►
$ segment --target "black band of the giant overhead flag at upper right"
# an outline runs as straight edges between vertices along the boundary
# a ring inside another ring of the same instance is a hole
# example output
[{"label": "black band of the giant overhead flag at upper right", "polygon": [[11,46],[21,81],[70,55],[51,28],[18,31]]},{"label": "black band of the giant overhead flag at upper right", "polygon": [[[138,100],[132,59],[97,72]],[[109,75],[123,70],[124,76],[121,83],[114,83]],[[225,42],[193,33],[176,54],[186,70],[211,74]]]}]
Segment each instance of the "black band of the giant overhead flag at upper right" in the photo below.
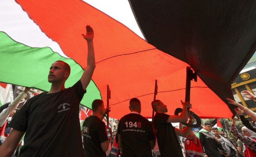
◄
PROMPT:
Lines containing the string "instance" are the ones to copy from the entries above.

SOLUTION TO THIS PROBLEM:
# a ring inside another ring of the same instance is a hole
Segment each instance of the "black band of the giant overhead flag at upper right" in the photo below.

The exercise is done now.